* **DOCUMENT SECTION**:
____________
You’ve landed here because you want to have a baby. Your natural journey to pregnancy requires ovulation minus other infertility issues.
You are fertile if and when you ovulate. And you are most likely to become pregnant just before, on the day or immediately following ovulation.
However, it is rarely known exactly when you are going to ovulate. Especially for those with irregular menstrual cycles.
Some ovulating predictor knowledge in the form of a calendar, calculator, test, sign or symptom can increase your odds for conception immensely. Ovulation predictability offers some insight to when intercourse might inject you with your desired outcome.
Following are various methods for predicting when you are most likely to ovulate or are ovulating. Laid out for you, in no particular order.
Create an ovulation calendar. Start by annotating the start and finish of your periods. After a few cycles, average the number of days between starts and divide in half.
____________
* **WORK TASK**:
Continue the piece on predicting ovulation from its last sentence, carrying on with its list of methods.

Source records:
____________
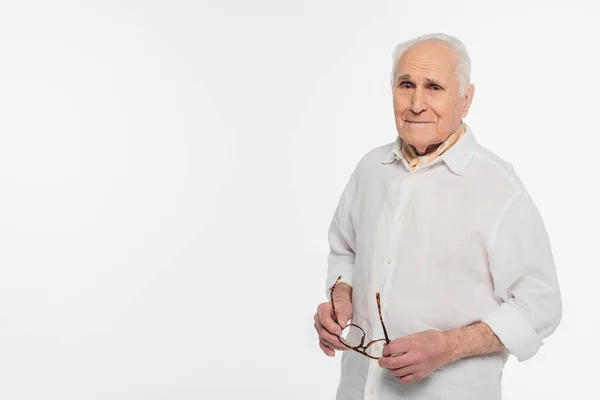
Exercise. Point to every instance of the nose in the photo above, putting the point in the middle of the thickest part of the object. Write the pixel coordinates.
(417, 101)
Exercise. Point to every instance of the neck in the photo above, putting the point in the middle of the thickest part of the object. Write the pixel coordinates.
(433, 147)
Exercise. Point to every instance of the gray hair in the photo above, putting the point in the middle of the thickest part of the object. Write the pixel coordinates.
(463, 69)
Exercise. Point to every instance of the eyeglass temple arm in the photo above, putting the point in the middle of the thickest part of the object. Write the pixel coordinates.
(387, 339)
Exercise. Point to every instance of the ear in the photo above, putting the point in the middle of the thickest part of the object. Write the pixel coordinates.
(469, 93)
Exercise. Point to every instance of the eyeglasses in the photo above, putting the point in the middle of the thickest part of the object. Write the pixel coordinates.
(356, 345)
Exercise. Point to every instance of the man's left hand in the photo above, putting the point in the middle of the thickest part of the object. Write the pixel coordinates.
(415, 356)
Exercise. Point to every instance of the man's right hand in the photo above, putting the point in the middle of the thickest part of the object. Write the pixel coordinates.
(326, 327)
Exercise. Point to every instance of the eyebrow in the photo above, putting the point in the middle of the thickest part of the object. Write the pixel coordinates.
(407, 77)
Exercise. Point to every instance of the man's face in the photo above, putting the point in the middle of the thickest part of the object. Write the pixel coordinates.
(427, 104)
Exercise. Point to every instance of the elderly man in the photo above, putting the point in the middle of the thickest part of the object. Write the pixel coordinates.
(438, 254)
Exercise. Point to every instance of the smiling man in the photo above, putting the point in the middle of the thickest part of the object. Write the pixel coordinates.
(438, 255)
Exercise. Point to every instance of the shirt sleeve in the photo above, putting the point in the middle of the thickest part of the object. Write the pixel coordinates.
(342, 240)
(525, 280)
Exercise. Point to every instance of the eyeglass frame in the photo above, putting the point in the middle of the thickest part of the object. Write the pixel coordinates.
(361, 348)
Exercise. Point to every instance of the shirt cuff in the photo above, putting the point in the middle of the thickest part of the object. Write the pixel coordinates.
(514, 331)
(347, 277)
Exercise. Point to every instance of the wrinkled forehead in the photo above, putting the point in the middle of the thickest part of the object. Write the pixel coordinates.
(429, 60)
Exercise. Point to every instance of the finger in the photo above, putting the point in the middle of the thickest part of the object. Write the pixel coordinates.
(409, 378)
(395, 362)
(404, 371)
(331, 340)
(326, 320)
(331, 345)
(327, 350)
(395, 347)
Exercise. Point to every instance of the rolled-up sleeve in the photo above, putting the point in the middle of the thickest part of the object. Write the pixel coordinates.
(525, 280)
(342, 240)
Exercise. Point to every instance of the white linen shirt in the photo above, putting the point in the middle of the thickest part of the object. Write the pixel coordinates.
(454, 242)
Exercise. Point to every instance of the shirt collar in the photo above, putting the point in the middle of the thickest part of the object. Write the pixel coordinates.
(456, 157)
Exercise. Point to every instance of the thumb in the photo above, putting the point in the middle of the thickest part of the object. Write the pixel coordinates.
(343, 319)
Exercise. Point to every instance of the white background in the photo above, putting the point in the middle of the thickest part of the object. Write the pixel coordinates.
(168, 172)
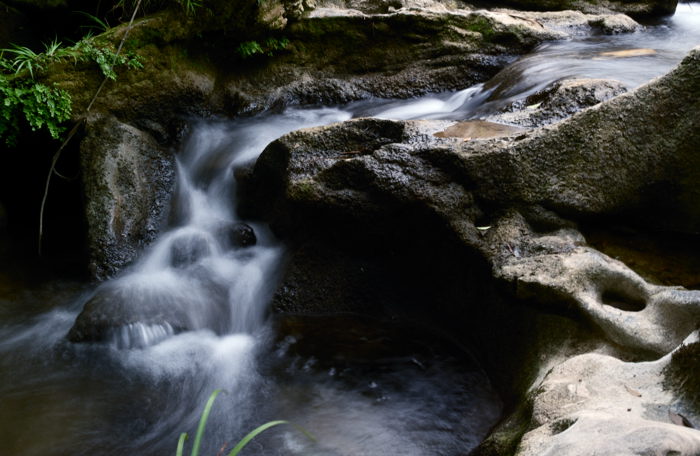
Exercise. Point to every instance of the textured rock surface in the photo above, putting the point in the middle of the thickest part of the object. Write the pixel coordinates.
(127, 179)
(636, 8)
(405, 53)
(622, 404)
(559, 101)
(506, 200)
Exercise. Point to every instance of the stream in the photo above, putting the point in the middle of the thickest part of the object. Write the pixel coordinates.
(361, 387)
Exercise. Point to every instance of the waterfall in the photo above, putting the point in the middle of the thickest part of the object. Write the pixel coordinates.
(209, 269)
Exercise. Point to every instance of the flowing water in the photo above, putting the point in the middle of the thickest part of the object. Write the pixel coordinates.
(361, 387)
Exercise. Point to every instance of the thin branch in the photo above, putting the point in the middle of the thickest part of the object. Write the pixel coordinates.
(74, 130)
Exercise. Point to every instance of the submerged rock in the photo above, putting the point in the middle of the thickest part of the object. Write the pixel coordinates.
(509, 201)
(559, 101)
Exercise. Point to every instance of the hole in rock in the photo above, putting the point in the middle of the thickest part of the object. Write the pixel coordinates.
(623, 301)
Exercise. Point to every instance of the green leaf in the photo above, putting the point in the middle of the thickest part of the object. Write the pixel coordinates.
(254, 433)
(203, 422)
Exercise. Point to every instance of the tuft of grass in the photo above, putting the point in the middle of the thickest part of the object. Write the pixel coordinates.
(241, 444)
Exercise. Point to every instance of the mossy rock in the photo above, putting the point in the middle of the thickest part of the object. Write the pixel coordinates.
(681, 375)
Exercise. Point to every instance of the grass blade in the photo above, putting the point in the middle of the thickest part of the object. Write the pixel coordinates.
(254, 433)
(203, 422)
(181, 444)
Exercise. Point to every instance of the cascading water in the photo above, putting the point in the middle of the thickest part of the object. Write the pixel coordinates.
(135, 394)
(210, 270)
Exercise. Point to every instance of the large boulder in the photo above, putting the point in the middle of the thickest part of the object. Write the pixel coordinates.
(127, 179)
(509, 200)
(405, 53)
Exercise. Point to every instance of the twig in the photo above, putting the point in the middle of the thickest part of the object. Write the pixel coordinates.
(74, 130)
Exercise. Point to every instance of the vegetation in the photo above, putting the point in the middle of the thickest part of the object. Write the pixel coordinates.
(24, 96)
(268, 47)
(240, 445)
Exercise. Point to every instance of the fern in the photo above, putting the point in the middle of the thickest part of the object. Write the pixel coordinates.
(21, 96)
(268, 47)
(40, 105)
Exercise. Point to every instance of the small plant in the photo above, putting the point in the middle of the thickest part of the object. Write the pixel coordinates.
(240, 445)
(268, 47)
(105, 57)
(43, 106)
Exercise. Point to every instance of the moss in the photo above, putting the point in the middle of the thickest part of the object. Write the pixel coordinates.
(303, 191)
(681, 375)
(506, 436)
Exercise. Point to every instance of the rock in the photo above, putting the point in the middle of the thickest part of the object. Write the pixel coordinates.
(127, 180)
(188, 249)
(622, 403)
(169, 300)
(241, 235)
(406, 53)
(478, 129)
(634, 8)
(680, 376)
(559, 101)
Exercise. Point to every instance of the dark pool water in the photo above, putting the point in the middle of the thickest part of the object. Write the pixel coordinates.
(361, 387)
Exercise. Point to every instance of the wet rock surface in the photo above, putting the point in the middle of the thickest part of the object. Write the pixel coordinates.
(559, 101)
(514, 201)
(127, 179)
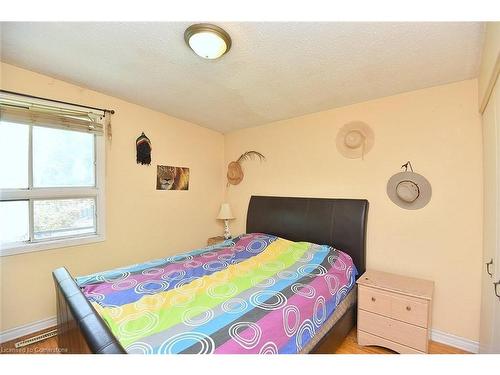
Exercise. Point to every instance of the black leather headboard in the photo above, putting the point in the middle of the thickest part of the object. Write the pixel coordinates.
(340, 223)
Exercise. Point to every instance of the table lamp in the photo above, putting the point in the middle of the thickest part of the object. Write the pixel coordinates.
(226, 215)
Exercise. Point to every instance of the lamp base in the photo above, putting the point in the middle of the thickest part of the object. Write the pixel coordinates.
(227, 233)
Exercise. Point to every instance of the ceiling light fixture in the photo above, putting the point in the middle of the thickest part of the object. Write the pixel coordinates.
(207, 40)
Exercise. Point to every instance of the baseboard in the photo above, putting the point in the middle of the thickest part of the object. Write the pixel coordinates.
(27, 329)
(455, 341)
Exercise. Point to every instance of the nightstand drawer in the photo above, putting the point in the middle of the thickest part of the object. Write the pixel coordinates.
(374, 301)
(393, 330)
(408, 309)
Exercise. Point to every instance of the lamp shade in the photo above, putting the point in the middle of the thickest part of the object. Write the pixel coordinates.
(225, 212)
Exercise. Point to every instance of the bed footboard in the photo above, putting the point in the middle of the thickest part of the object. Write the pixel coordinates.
(80, 329)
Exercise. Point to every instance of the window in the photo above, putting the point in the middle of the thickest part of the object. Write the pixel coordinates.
(51, 175)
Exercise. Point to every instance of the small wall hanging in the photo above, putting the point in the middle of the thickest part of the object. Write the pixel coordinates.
(234, 170)
(143, 147)
(172, 178)
(355, 139)
(409, 190)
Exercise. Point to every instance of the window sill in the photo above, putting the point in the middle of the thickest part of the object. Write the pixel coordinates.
(50, 245)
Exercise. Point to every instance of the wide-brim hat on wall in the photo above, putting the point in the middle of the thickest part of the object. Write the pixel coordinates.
(234, 173)
(409, 190)
(355, 139)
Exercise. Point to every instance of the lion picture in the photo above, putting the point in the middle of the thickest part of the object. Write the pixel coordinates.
(172, 178)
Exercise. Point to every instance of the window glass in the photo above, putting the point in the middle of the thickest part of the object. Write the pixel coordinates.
(14, 143)
(14, 222)
(62, 158)
(63, 217)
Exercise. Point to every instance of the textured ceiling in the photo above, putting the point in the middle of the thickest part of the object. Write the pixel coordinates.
(273, 71)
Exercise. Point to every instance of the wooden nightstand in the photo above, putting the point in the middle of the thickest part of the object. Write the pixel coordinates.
(394, 311)
(215, 240)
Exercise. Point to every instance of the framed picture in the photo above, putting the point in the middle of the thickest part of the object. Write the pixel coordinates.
(172, 178)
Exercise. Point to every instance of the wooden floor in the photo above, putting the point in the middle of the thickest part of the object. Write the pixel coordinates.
(349, 346)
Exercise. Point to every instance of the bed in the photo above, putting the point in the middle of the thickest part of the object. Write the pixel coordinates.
(291, 227)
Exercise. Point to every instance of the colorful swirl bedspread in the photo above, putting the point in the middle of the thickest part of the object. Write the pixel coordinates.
(256, 293)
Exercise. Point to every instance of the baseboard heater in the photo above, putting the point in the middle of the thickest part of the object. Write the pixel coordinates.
(37, 338)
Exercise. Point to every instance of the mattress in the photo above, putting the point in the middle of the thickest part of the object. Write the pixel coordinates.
(257, 294)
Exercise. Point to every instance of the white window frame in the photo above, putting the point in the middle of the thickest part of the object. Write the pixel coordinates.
(97, 191)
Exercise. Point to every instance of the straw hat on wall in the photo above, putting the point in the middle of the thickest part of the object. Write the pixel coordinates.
(355, 139)
(409, 190)
(234, 170)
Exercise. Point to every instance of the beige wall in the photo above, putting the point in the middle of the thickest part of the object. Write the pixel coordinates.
(490, 56)
(142, 223)
(439, 130)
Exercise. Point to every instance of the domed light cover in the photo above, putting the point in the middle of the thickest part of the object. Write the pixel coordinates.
(207, 40)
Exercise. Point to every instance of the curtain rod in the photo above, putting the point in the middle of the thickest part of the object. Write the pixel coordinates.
(111, 111)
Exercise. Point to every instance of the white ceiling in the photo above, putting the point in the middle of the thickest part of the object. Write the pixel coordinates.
(273, 71)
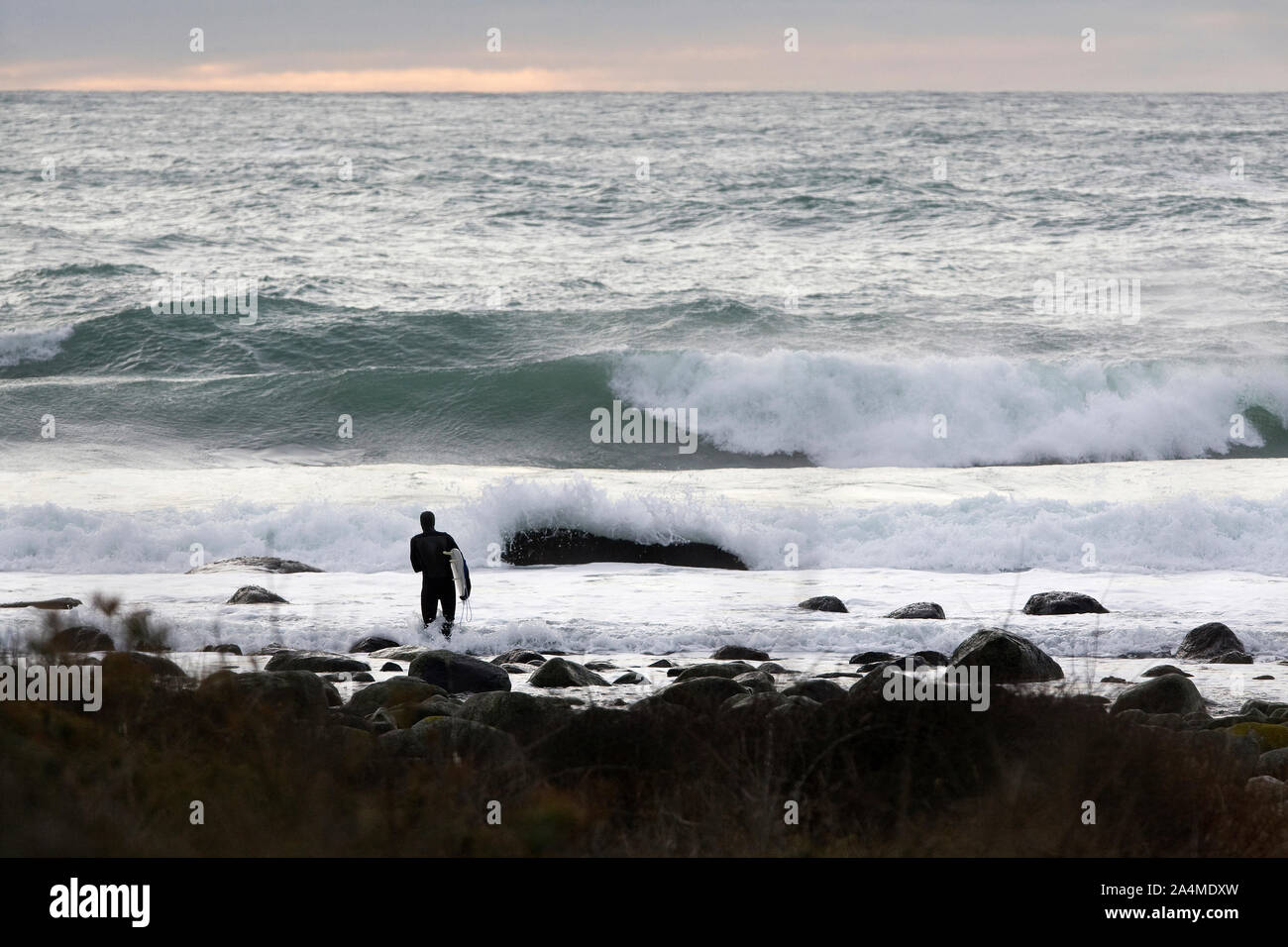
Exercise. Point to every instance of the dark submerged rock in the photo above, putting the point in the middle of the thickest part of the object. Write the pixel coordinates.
(1167, 694)
(562, 547)
(559, 672)
(80, 638)
(1010, 659)
(739, 652)
(918, 609)
(372, 643)
(459, 673)
(257, 564)
(823, 603)
(256, 595)
(726, 669)
(317, 661)
(1063, 603)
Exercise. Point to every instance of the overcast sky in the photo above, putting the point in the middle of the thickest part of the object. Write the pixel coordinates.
(434, 46)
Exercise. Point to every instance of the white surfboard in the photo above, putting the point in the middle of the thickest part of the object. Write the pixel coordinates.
(459, 573)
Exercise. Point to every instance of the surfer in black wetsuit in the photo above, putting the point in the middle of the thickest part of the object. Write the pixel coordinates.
(429, 557)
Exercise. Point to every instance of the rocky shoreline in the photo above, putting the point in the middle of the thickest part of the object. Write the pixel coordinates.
(665, 754)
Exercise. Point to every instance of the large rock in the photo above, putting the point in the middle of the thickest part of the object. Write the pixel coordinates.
(739, 652)
(1210, 642)
(317, 661)
(256, 595)
(403, 652)
(561, 547)
(459, 673)
(80, 638)
(649, 736)
(756, 682)
(134, 663)
(867, 657)
(1063, 603)
(1010, 659)
(699, 694)
(373, 643)
(292, 693)
(53, 604)
(450, 740)
(389, 693)
(524, 716)
(816, 689)
(726, 669)
(823, 603)
(1171, 693)
(559, 672)
(519, 656)
(918, 609)
(254, 564)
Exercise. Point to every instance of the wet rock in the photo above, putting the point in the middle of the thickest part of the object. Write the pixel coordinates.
(524, 716)
(1171, 693)
(1274, 763)
(292, 693)
(370, 643)
(565, 547)
(866, 657)
(1159, 671)
(756, 682)
(254, 564)
(816, 689)
(739, 652)
(1209, 642)
(1009, 657)
(1063, 603)
(134, 663)
(449, 740)
(316, 661)
(918, 609)
(725, 669)
(387, 693)
(256, 595)
(559, 672)
(699, 694)
(53, 604)
(519, 656)
(78, 639)
(403, 652)
(459, 673)
(823, 603)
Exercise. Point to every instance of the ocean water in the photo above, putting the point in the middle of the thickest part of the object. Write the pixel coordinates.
(846, 292)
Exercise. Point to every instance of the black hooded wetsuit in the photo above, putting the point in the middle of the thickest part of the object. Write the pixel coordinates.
(436, 570)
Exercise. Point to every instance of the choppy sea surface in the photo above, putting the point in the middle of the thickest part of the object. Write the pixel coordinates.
(845, 290)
____________
* **ANSWER BOX**:
With this figure at hand, count this number of days forward from the first day of your most recent menstruation start day. This date is a somewhat reasonable predictor of the first day of your most fertile week.
One problem with using this method as your ovulating calculator is that extrinsic factors can affect ovulation, such as:
- illness
- stress
- exercise
Calculating days via a calendar is ofttimes inaccurate if you have irregular cycles.
If you have an irregular menstrual cycle, then you may want to consider using an ovulation predictor test kit. These tests check for luteinizing hormone in your urine. This hormone’s surge takes place just before ovulation, it signals your ovary to release an egg.
Some drugs that can affect your luteinizing hormone measurements:
- estrogens ~ decrease
- testosterone ~ decrease
- progesterone ~ decrease
- lomiphene citrate (Clomid) ~ increase
The positive aspect of using an ovulating test is you can concentrate your conception efforts into a narrower window of opportunity. No prescription necessary, but you may consider them pricey.
Ovulating urine tests are not the same as fertility monitors.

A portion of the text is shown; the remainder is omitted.